- _Selected extract_:
┌──

Professional indemnity insurance claim — engineers UK

Reviewed by Matthew Bartlett, Director · Last reviewed 8 July 2026

If a defect has surfaced on a scheme you engineered, if a Notice of Adjudication has landed, if a contractor is blaming a design detail, or if a completed project has thrown up something that could develop into a claim, this entry sets out how a UK engineer should think about the next 24 to 48 hours. It covers notification under the claims-made wording, why timing is critical, what the Engineering Council and the professional institutions expect in parallel, and what your broker does at this point. Read it once, then pick up the phone.

The moment you notify matters

Engineers' PI is written on a claims-made basis. The wording responds to claims and to notified circumstances arising during the period of insurance, not to matters that arose during it but were never told to the insurer. Section 3 of the Insurance Act 2015 imposes the duty of fair presentation at inception, renewal and any material variation; section 13A gives the insured a route where an insurer has breached the implied term to pay claims within a reasonable time. Late notification is one of the largest single technical reasons claims run into trouble at coverage stage. Notifying does not commit you to admitting anything — it preserves the year's cover you have already bought.

What "circumstance" means under a claims-made wording

A claim under an engineer's PI wording does not need to be a court proceeding. It can be a letter from a client, a Notice of Adjudication, an email from the contractor pointing at a design detail, a Party Wall or approved-inspector observation being attributed to your role, a collateral warranty beneficiary raising a defect, or an internal note that a chartered engineer at director level would read as something that might turn into a claim. The wording standard is that a fact, matter, event or circumstance which may reasonably be expected to give rise to a claim must be notified. The test is objective, and once someone senior has spotted it the practical clock has started.

└──

- _Material shown_:
┌──

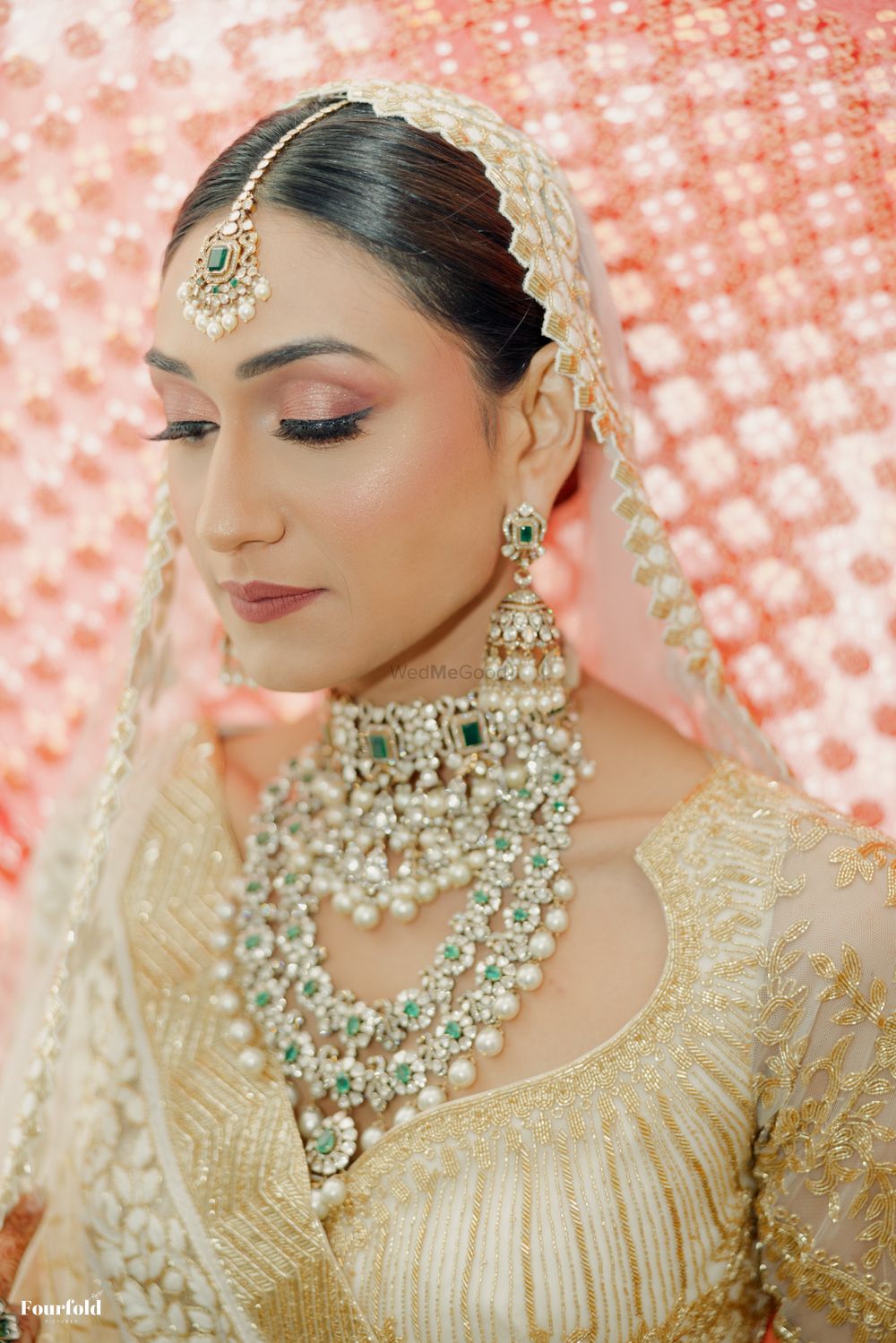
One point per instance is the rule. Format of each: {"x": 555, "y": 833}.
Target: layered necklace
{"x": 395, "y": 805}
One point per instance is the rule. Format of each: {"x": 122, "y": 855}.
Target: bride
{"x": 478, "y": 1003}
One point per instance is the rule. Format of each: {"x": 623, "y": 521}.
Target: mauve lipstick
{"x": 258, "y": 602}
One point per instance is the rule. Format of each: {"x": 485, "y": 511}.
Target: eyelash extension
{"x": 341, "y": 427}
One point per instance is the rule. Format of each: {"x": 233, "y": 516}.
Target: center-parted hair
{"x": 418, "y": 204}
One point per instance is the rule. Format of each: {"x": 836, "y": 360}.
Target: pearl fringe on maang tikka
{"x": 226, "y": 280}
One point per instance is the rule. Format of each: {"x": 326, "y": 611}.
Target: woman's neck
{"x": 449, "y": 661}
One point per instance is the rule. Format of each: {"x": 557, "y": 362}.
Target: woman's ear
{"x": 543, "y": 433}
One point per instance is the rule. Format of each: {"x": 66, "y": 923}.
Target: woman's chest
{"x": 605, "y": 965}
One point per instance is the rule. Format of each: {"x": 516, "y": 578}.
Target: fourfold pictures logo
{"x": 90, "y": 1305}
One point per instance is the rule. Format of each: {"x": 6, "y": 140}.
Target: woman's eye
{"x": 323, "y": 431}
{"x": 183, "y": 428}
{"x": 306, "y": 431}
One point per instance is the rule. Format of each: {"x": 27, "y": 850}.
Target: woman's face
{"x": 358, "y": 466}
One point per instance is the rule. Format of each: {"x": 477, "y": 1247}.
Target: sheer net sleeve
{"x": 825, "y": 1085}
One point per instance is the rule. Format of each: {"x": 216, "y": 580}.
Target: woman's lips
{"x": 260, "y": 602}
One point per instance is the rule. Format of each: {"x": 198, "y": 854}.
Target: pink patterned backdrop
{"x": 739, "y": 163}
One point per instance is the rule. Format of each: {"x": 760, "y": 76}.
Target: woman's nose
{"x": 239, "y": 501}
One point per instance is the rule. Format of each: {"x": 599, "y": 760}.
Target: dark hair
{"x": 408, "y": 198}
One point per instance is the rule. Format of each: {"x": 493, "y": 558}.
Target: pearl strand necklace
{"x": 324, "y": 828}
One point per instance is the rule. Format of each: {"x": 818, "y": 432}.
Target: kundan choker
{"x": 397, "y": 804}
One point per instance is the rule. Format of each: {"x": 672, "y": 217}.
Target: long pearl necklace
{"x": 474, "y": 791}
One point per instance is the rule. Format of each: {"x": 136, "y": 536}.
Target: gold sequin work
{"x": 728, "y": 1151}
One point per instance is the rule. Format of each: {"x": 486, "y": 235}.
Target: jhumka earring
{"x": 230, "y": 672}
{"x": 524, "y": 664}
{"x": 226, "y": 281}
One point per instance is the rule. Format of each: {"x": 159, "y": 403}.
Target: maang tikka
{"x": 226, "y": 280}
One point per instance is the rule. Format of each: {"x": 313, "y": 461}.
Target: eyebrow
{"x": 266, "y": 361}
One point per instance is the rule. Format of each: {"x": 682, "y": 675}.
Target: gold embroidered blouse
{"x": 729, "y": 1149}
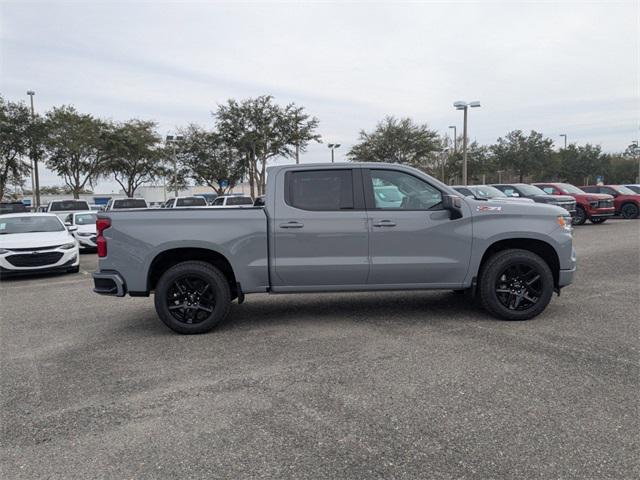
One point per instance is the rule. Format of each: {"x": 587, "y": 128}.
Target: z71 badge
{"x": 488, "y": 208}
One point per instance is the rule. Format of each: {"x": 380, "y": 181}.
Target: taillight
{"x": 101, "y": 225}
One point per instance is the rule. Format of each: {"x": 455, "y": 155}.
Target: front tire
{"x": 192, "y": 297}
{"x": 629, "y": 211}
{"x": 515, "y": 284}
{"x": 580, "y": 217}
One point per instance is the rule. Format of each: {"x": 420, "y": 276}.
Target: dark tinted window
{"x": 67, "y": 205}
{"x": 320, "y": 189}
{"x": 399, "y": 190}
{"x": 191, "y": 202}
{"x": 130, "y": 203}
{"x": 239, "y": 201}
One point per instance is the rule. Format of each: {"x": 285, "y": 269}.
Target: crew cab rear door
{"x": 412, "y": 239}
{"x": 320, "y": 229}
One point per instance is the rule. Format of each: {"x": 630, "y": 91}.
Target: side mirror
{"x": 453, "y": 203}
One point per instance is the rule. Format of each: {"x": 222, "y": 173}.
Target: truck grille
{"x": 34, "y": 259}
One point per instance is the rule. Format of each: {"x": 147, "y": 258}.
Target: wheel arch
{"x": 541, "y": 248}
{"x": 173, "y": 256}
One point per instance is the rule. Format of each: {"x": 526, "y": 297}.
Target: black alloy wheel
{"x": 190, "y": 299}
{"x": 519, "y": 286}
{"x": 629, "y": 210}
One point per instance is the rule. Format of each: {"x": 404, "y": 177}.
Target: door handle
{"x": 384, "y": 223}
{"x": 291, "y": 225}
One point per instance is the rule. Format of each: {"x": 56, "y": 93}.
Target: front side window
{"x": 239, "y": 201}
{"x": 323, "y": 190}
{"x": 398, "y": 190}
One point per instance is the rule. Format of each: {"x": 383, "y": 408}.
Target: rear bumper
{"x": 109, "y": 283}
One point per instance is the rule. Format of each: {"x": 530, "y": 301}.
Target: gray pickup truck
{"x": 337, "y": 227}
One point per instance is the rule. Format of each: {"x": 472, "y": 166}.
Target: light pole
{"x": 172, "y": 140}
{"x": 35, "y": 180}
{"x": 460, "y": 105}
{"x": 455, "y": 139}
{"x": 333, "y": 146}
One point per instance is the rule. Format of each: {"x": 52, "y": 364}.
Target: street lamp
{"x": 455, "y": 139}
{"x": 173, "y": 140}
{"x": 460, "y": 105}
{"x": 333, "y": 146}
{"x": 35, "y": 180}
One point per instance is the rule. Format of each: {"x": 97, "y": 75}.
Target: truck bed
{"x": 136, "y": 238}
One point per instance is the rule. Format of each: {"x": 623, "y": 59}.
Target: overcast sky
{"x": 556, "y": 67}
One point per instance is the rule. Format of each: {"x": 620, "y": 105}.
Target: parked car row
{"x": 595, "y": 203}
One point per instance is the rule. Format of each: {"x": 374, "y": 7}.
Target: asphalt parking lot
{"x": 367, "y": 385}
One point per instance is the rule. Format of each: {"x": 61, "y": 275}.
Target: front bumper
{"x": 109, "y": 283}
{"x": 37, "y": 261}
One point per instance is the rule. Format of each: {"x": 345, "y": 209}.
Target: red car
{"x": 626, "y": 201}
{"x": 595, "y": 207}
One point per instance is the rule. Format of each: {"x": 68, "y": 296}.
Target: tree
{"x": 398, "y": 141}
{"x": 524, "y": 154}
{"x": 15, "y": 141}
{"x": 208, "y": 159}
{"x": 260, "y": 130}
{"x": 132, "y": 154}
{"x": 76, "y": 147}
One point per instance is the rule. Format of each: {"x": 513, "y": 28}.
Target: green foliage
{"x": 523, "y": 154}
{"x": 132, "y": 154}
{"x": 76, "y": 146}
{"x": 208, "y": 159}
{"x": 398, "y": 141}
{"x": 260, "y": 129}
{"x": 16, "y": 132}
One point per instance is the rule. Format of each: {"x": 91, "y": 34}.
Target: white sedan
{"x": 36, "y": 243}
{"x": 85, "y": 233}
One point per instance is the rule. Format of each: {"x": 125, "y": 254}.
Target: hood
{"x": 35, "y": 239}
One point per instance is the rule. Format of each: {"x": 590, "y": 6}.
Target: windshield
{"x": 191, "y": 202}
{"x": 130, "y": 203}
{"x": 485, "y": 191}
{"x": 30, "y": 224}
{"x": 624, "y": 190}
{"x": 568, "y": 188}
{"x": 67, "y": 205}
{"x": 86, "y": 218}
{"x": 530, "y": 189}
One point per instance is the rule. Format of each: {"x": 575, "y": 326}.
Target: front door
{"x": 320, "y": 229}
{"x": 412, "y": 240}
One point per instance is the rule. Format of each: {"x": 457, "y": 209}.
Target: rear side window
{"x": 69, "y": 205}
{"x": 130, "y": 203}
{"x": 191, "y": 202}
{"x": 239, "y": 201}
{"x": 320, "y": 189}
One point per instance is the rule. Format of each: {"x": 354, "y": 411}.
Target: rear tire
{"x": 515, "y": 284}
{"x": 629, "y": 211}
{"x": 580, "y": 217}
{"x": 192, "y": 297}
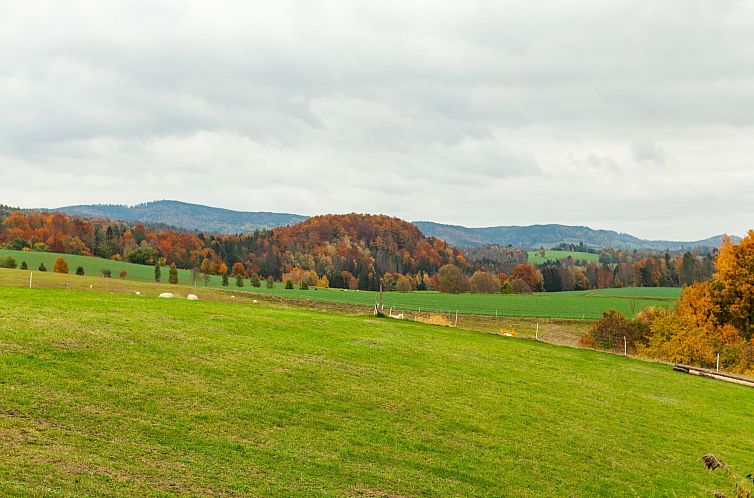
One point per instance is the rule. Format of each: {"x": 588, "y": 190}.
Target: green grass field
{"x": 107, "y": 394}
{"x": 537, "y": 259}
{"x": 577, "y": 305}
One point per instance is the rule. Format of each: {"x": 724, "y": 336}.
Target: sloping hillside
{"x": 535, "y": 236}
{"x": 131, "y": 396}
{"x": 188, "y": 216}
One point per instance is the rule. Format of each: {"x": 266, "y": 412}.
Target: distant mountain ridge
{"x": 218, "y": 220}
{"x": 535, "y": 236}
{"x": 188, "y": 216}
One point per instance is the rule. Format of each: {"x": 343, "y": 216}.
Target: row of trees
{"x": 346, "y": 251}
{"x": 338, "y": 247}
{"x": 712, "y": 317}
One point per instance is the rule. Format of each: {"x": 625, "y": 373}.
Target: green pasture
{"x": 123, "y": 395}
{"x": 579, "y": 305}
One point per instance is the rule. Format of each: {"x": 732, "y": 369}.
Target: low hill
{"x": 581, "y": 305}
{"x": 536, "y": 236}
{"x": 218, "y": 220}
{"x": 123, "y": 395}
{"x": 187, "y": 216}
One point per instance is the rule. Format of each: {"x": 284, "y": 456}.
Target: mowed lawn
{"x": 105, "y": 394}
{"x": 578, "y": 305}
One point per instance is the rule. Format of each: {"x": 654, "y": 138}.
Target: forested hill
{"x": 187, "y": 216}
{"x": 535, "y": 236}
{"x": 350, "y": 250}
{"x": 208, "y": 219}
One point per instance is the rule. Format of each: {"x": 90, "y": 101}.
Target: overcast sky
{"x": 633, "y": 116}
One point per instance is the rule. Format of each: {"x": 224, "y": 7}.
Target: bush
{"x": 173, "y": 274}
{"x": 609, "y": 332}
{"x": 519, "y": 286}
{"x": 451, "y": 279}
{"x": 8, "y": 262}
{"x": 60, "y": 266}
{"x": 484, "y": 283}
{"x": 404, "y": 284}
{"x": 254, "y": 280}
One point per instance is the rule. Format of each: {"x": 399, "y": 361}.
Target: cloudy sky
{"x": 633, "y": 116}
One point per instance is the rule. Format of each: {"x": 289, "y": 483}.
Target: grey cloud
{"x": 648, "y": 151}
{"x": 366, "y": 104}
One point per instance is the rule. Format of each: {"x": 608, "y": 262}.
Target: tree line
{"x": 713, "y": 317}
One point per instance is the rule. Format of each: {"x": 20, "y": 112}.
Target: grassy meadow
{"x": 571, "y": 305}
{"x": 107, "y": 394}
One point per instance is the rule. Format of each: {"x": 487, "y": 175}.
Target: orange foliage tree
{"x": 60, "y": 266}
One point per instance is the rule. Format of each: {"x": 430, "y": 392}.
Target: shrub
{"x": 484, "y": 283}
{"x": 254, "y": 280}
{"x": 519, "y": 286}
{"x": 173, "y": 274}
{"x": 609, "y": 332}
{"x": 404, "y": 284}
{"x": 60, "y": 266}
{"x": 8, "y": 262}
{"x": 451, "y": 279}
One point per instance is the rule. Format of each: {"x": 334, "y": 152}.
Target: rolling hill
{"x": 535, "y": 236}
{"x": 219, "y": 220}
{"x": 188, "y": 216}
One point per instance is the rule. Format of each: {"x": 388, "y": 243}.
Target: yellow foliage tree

└──

- _Requests_:
1. Using the guide on engineers' professional indemnity claims, explain in one to three sentences why an engineer should tell the insurer about a possible claim promptly instead of waiting.
2. Carry on the guide on engineers' professional indemnity claims from the point where it stops.

- _Responses to the tasks_:
1. Engineers' PI is written on a claims-made basis, so it responds only to claims and circumstances notified during the period of insurance, not to matters that arose then but were never reported. Notifying admits nothing and preserves the year's cover already bought. Late notification is one of the largest technical reasons claims run into trouble at coverage stage.

2.
The regulator's angle for engineers

The Engineering Council maintains the UK register of professional engineers (CEng, IEng, EngTech) under Royal Charter. The Statement of Ethical Principles, jointly published by the Engineering Council and the Royal Academy of Engineering, frames the ethical baseline. The professional institution the engineer holds membership of — the Institution of Civil Engineers (ICE), the Institution of Structural Engineers (IStructE), the Institution of Mechanical Engineers (IMechE) or the Institution of Engineering and Technology (IET) — publishes its own Rules of Professional Conduct or Code of Conduct, and each institution operates a disciplinary process that can run in parallel with a civil claim. Where the matter concerns a building within scope of the Building Safety Act 2022, s.135 of the BSA has extended limitation for defective-dwelling claims under s.1 of the Defective Premises Act 1972 and the interaction with collateral warranties, net contribution clauses, and reliance letters becomes central. Where a scheme has statutory approval implications — CDM 2015, Building Regulations, higher-risk building gateways under the BSA — parallel regulatory contact may be required.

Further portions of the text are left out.